▶ _Stated goal_
Please revise the items below, changing each "one point per instance" to "one coordinate per instance" and keeping everything else the same.
-- begin --
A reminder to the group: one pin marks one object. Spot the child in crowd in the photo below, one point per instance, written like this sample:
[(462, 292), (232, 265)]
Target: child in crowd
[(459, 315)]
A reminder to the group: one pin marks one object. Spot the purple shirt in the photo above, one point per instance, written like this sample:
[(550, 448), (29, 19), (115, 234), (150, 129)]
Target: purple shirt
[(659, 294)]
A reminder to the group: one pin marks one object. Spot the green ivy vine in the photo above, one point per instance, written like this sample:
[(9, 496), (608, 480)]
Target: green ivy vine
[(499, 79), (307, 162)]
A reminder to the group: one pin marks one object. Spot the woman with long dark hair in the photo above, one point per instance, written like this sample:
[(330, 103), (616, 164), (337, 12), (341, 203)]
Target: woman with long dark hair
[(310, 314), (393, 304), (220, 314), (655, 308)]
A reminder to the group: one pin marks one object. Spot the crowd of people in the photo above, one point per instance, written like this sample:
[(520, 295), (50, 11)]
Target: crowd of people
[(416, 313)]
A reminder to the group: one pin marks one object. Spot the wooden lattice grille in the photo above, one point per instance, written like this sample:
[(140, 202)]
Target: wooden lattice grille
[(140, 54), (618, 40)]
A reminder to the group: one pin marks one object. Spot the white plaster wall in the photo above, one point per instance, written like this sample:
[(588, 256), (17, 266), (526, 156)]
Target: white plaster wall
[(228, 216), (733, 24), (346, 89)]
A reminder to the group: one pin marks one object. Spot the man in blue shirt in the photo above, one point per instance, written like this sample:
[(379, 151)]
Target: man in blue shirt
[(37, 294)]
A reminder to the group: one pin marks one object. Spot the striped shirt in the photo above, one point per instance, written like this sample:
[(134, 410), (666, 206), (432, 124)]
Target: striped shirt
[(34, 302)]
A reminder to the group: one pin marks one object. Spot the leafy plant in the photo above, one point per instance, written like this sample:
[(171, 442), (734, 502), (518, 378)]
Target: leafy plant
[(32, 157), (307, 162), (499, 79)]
-- end --
▶ _Response_
A reminder to the group: one pin marks one object. Spot the child in crowd in the photo below, one coordinate per instance, written like this sample:
[(462, 292), (232, 265)]
Target: child in crowd
[(459, 315)]
A reminder to the group: one pin marks one object. Spot the purple shirt in the photo above, one coordinate per instance, written like this sample:
[(550, 448), (29, 19), (115, 234), (150, 129)]
Target: purple shirt
[(659, 294)]
A reminder to the group: one pin marks one object. Spot the green ivy vine in the photo above, one coordinate per instance, written like this sample:
[(9, 496), (608, 480)]
Target: green ivy vine
[(499, 79), (307, 162)]
A reminder to the group: one pin marks one object. Spot the woman with long dark hair in the photo above, one coordinate per instance, written like this sample:
[(330, 103), (616, 164), (337, 12), (341, 203)]
Target: woman with long dark hair
[(310, 314), (393, 304), (220, 314), (655, 308)]
A reminder to the group: one pin marks one object. Spot the crowd of people in the photo above, one coordinate per instance, written like this sample:
[(520, 295), (50, 11)]
Target: crowd of people
[(416, 313)]
A reminder to the group: one pin marks one object. Spot the wooden lattice grille in the photo above, one coordinate per instance, written like this sample:
[(140, 202)]
Target: wooden lattice grille
[(140, 54), (618, 40)]
A reminder to the group: one pin marks one object. Spot the white plaster wall in the photo above, one coordinate per instance, written like this sample:
[(588, 256), (17, 266), (526, 156)]
Target: white plaster wall
[(228, 216), (733, 24), (346, 89)]
A reminder to the group: one pin marks one object. Spot the man in blue shirt in the photo above, one coordinate per instance, written like this sample:
[(379, 151)]
Target: man in blue shirt
[(37, 294)]
A reminder to the group: one pin marks one object. Spot the striped shirt in the photo above, one coordinate per instance, written like this sample:
[(134, 410), (666, 206), (432, 124)]
Target: striped shirt
[(34, 302)]
A reminder to the group: one pin marks one object. Spot the leafy plant in the photo above, one coordinate per instance, written like this sample:
[(171, 442), (734, 502), (518, 378)]
Target: leafy plant
[(32, 157), (307, 162), (499, 79)]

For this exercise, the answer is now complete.